## SUPPLIED MATERIAL
########

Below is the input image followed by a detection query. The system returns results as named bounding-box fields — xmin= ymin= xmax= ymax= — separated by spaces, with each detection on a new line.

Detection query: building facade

########

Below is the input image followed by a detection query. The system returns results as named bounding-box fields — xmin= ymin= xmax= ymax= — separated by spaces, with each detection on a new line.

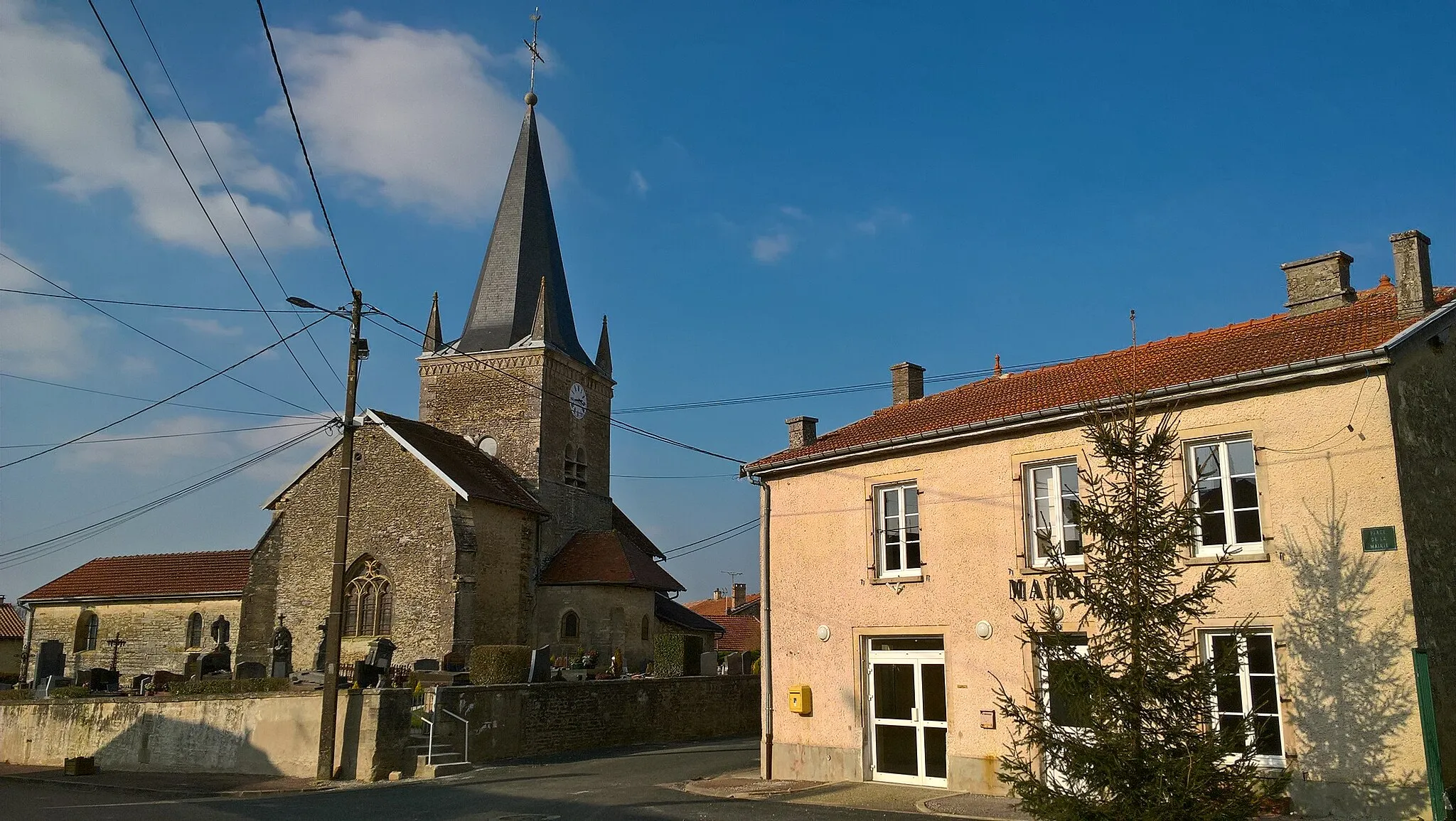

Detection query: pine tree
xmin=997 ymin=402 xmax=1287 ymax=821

########

Count the lines in the rows above that contain the string "query" with the same capitalization, and reply with only that number.

4